Exercise. Reproduce every line of the material below without any changes, but leave out the pictures.

Dataset rows showing where objects appear
------------------------------------
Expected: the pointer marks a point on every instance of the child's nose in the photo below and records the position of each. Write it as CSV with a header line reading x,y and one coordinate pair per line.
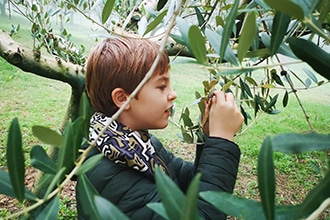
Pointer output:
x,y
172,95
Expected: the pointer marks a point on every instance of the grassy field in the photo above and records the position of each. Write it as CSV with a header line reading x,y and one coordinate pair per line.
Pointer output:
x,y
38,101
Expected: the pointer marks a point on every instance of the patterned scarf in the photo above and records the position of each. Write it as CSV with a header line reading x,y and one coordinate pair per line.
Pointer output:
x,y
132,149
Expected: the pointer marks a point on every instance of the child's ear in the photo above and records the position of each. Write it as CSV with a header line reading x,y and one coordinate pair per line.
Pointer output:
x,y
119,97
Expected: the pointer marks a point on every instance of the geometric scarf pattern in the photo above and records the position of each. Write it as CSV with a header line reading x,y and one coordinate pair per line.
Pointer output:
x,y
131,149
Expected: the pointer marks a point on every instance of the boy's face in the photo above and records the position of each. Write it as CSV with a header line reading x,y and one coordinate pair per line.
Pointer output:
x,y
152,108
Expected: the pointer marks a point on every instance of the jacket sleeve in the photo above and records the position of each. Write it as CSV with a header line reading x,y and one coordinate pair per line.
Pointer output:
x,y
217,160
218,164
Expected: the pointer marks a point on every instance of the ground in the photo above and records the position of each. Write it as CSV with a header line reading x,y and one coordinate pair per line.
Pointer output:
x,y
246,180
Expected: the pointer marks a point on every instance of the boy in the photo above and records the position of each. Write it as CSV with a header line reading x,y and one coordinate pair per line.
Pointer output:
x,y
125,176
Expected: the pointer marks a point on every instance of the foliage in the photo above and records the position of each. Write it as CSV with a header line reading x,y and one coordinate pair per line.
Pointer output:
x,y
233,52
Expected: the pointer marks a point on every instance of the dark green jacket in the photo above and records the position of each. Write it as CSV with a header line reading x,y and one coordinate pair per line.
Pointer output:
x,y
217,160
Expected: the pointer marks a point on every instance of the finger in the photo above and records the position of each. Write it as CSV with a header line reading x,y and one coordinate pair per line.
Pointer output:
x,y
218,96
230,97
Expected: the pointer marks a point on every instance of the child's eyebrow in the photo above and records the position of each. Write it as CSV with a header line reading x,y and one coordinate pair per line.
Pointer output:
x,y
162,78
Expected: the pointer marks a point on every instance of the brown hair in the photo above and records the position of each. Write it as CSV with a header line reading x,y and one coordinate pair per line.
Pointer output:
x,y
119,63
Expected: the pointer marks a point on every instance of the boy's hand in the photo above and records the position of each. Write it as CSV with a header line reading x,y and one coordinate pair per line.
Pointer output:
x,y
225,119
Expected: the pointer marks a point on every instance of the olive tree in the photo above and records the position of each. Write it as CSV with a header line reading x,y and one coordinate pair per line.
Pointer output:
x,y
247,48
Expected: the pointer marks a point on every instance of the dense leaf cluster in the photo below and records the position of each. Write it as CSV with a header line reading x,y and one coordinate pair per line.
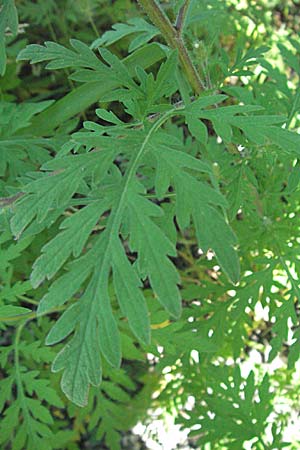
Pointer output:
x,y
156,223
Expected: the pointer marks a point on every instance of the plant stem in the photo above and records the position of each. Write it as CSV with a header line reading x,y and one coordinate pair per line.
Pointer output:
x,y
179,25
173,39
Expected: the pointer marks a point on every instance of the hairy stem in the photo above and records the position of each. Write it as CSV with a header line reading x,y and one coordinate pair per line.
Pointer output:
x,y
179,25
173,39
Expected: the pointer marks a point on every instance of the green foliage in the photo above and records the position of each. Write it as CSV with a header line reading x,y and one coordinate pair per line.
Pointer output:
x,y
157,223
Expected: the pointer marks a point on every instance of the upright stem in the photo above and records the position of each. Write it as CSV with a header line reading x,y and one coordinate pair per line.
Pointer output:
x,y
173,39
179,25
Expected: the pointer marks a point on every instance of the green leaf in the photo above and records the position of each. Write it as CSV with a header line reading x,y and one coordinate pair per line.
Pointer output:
------------------------------------
Exercise response.
Expected: the pointer marks a point on every instance of the child's nose in the photo below and records the position of each. Write it as CSV with a header line reading x,y and one coordinate pair per line.
Pointer output:
x,y
172,95
Expected: the pointer marks a point on every instance of the grassy field in the photo above and records the position of each. Write it as CSV with a header line reading x,y and one coordinate pair per line.
Pointer output:
x,y
38,101
Expected: the pointer marks a point on every instance of the patterned scarf in the photo above and records the position of each. Write it as CSV with a header line reading x,y and one coordinate pair per line.
Pointer output:
x,y
132,149
Expected: the pointer marks a point on every instance of the child's ear in the photo above and records the position of each. Write it as CSV with a header line reading x,y and one coordinate pair per line.
Pointer output:
x,y
119,97
Expected: the pointer marks a point on every instance of the geometric scarf pattern in the photo above and records the position of each. Write it as CSV with a header line reading x,y and one coordinate pair per line.
Pointer output:
x,y
131,149
Expected: the pointer marks a point on every instance of the boy's face in the photo above and records the position of each. Write it as CSV with a header line reading x,y and one coordinate pair per line.
Pointer output:
x,y
152,108
Expected: the pointer marks a point on every instance of the jacket sleeve in the photo above and records the position of each. Write it as CSV with a header line reading x,y and one coordinate pair per line.
Pointer output:
x,y
217,160
218,164
Expected: the pointer marks a point on every instance of the ground in the photo above and records the position of each. Write it as CSV with a header line reading x,y and one coordinate pair per line.
Pointer output:
x,y
246,180
Expected: the pointer marks a point on every instance of the boy in the photo above and records the position of each. Write it as CSV with a header line reading x,y and one coordinate pair per line.
Pointer output:
x,y
125,176
Expected: the pointer marks a point on every instance of the foliage in the photo above and records the position of each. Write it as CSV with a header line reading x,y and one coordinate pair per line.
Pointer output:
x,y
233,52
Expected: the pointer marks a point on every instance of the dark green jacket in the photo above and records the position of each. Write it as CSV with a header line reading x,y and one coordinate pair per line.
Pointer output:
x,y
217,160
Expected: the pointer marks a point on every instance of the finger in the photo above and records the position of each. Write it as CSV with a header line reading x,y and one coordinate pair per line.
Pointer output:
x,y
218,96
230,97
Expected: the pointer marks a point on every instance of the child's eyebrow in the photo above and records the position of each. Write it as CSV with a header line reading x,y and one coordinate pair per line.
Pointer output:
x,y
162,78
Expected: the pointer marks a point on every instance of the brown hair in the photo above and records the position of each. Write it as CSV with a header line reading x,y and one coordinate pair per line.
Pointer output:
x,y
119,63
Expected: the pointer marks a point on every instance of the boy's hand in the photo above and records the position of each. Write it as CSV with a header line reading x,y and one coordinate pair per line.
Pointer output:
x,y
225,119
Expected: the pointer marks a point on every instance of the olive tree in the photo above and records the position of each. Write it as CSV with a header line reading x,y and one coordinate pair per line.
Pointer output:
x,y
247,48
Expected: the pointer marks a point on every instance of the dense leaf cluster in the photo below and records the position of each. Write it as CSV with a header line reading x,y and one coordinate pair per line.
Pointer output:
x,y
156,223
Expected: the pointer marks a point on every instance of the plant stem in the photo above and records the position of each. Write it as CSV with a header line reading x,y and one coordinate pair per line.
Pointer output:
x,y
179,25
173,39
Expected: the pointer marks a point on every instance of the hairy stem in the photo above and records the position of each. Write it as CSV with a header line reading x,y and one coordinate pair per line.
Pointer output:
x,y
179,25
173,39
Expected: the pointer marks a point on every instance of the green foliage in the photo above and records the position of each. Write it as CSV with a header line reading x,y and one coordinate pair per line.
Pointer output:
x,y
157,223
Expected: the pointer marks a point on every instance of the upright stem in the photo above and records the position of each. Write it as CSV with a header line reading x,y and one coordinate pair per line.
Pointer output:
x,y
173,39
179,25
Expected: the pointer marks a point on every instance of the green leaf in the photo above and records the position of each. Write it as CSV with a header line reading x,y and one coordinate pair per line.
Pointer output:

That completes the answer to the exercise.